**PAGE EXCERPT:**
- Conference: Southern Conference
- Record: 3–7 (2–6 SoCon)
- Head coach: Ellis Johnson (1st season);
- Offensive coordinator: Jeff Fela (1st season)
- Defensive coordinator: Les Herrin (1st season)
- Home stadium: Johnson Hagood Stadium

= 2001 The Citadel Bulldogs football team =

American college football season

The 2001 The Citadel Bulldogs football team represented The Citadel, The Military College of South Carolina in the 2001 NCAA Division I-AA football season. Ellis Johnson served as head coach for the first season. The Bulldogs played as members of the Southern Conference and played home games at Johnson Hagood Stadium.

==Schedule==
The Bulldogs game against Western Carolina was rescheduled from September 15 to November 17 due to the September 11, 2001 attacks.

Dataset excerpt:
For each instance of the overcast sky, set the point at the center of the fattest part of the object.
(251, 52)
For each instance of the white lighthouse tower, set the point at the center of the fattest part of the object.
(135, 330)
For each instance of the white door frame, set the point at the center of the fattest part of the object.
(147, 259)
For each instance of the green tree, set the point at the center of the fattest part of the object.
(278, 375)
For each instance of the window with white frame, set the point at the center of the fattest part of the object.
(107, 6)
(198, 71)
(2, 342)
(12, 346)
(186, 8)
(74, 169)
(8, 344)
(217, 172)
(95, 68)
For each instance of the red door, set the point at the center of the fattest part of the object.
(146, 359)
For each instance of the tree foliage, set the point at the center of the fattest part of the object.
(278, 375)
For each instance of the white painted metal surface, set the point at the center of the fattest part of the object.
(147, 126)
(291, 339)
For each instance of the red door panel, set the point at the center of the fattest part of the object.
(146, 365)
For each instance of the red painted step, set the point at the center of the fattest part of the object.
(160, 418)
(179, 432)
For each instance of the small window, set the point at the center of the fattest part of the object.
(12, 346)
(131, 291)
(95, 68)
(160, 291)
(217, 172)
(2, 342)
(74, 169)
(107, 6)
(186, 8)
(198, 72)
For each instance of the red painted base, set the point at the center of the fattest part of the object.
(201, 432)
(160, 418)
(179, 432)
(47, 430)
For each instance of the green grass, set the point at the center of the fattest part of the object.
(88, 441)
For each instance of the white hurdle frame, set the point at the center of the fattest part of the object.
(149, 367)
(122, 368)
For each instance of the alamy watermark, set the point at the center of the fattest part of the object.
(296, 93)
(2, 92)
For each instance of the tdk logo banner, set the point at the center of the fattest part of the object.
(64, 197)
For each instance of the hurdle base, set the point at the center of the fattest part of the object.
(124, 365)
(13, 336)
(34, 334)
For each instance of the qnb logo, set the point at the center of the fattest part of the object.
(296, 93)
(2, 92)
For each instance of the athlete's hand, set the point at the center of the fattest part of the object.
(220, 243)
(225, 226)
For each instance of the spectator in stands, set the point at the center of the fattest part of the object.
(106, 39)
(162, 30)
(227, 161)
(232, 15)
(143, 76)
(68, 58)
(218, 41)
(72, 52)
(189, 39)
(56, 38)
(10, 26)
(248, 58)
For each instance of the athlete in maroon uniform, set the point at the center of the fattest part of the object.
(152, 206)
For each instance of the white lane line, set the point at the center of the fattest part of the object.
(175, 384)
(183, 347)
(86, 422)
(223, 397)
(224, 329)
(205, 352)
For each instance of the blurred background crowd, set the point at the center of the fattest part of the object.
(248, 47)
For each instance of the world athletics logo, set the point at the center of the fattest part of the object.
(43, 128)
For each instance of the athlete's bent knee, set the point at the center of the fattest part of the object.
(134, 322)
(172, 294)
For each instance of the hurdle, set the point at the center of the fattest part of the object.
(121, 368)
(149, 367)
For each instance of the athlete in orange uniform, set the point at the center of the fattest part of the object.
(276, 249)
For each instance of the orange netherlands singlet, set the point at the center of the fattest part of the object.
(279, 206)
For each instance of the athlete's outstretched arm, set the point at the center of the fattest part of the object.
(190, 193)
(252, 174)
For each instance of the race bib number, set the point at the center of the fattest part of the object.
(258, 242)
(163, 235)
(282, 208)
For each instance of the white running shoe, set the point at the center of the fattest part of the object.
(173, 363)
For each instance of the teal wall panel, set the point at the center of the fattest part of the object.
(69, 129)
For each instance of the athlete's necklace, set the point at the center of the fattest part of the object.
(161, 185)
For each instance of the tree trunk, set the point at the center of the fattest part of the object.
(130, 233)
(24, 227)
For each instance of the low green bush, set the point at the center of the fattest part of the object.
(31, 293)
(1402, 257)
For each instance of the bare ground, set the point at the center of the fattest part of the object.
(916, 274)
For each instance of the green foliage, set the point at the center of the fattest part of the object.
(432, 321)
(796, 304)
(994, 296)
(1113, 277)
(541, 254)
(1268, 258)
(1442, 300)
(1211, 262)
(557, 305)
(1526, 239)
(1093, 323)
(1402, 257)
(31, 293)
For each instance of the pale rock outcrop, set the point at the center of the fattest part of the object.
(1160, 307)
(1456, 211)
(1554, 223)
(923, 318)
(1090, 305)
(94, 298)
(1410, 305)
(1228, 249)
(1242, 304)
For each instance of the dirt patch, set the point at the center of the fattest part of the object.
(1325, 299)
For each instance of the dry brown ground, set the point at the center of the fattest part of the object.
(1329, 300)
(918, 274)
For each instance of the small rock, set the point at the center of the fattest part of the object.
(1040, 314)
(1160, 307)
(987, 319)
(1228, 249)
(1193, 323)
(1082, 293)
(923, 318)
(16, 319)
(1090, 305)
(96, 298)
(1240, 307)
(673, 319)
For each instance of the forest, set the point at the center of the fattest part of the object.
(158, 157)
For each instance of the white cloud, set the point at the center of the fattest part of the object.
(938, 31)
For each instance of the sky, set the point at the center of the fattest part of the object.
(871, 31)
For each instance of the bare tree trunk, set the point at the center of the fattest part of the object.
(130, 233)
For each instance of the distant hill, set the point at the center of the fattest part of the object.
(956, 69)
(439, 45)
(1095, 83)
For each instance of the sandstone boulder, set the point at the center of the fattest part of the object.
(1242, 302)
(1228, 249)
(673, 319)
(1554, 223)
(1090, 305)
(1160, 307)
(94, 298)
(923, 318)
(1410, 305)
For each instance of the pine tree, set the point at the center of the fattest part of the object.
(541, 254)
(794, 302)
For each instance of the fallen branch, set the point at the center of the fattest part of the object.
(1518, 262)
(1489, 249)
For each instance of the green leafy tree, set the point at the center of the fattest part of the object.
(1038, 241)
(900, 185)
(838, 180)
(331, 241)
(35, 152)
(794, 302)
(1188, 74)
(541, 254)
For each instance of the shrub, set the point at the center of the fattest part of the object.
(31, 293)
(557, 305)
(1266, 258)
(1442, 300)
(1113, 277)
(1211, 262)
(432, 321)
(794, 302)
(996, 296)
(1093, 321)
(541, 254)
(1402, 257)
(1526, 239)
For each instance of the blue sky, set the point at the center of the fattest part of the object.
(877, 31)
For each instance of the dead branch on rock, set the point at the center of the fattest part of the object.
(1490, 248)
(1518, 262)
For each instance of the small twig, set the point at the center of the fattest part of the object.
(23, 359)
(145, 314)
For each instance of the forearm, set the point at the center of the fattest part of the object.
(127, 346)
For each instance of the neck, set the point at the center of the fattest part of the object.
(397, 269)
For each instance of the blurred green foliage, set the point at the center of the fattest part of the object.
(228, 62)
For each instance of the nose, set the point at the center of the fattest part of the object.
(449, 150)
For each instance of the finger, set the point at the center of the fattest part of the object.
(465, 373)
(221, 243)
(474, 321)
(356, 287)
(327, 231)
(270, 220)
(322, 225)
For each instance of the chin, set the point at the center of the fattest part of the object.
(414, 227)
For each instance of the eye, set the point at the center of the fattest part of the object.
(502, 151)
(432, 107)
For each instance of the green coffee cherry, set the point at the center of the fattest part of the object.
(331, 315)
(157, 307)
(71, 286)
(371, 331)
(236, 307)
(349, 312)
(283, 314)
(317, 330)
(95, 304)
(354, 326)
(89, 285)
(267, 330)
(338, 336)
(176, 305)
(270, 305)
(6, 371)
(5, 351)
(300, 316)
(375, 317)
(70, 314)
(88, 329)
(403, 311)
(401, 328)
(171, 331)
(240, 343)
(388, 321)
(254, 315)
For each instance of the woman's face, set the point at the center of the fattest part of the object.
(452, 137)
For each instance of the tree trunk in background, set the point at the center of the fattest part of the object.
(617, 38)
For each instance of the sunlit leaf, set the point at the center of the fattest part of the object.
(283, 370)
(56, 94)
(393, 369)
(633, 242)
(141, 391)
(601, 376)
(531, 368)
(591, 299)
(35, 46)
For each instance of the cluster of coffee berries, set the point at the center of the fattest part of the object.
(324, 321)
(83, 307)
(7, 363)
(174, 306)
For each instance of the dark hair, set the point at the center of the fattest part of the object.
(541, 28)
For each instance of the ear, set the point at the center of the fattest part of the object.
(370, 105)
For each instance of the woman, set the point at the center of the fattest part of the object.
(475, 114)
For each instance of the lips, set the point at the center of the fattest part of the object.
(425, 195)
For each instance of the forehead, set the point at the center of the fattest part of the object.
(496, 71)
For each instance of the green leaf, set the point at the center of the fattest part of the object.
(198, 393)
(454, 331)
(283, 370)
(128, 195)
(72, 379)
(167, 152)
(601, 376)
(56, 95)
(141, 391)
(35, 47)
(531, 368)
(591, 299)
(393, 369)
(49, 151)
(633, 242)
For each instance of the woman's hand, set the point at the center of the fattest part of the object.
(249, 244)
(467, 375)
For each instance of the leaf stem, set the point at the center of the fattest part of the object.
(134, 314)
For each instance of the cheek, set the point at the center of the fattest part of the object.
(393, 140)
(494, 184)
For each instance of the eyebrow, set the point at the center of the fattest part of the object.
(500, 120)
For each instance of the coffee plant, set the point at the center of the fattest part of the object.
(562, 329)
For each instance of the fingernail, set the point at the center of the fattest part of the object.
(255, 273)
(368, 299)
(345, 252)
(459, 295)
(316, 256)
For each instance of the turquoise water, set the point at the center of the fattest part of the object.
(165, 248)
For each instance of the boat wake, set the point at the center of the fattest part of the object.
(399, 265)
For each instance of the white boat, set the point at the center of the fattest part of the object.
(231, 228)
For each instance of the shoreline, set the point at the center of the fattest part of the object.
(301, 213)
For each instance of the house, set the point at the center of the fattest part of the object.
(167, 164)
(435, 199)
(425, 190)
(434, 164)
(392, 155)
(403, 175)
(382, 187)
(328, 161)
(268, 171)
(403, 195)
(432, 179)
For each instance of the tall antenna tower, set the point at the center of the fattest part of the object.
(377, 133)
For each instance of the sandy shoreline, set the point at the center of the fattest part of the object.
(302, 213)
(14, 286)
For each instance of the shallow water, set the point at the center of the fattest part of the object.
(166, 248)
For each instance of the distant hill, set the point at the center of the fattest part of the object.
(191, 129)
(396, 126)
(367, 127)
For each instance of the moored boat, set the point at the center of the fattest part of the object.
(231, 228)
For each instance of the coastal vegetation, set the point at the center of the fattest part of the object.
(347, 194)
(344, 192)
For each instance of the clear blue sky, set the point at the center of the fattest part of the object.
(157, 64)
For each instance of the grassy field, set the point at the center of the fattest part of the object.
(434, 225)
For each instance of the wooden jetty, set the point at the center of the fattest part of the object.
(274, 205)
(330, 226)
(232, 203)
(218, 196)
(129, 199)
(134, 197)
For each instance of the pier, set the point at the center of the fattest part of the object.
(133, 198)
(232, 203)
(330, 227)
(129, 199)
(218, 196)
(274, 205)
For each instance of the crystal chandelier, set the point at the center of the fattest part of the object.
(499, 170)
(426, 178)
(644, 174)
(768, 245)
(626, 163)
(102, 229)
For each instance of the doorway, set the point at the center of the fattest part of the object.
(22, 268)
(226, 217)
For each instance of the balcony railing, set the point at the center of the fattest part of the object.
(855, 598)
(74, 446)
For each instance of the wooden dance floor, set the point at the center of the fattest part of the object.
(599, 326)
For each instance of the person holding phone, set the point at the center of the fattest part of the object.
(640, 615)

**WHAT YOU NEED TO DO:**
#1 In the 2001 Citadel football page, why was the Bulldogs' game against Western Carolina moved, and to what date?
#2 Tally the lines of the rows that contain the word "orange". Give only the number.

**ANSWERS IN ORDER:**
#1 The game against Western Carolina was moved from September 15 to November 17 because of the September 11, 2001 attacks.

#2 2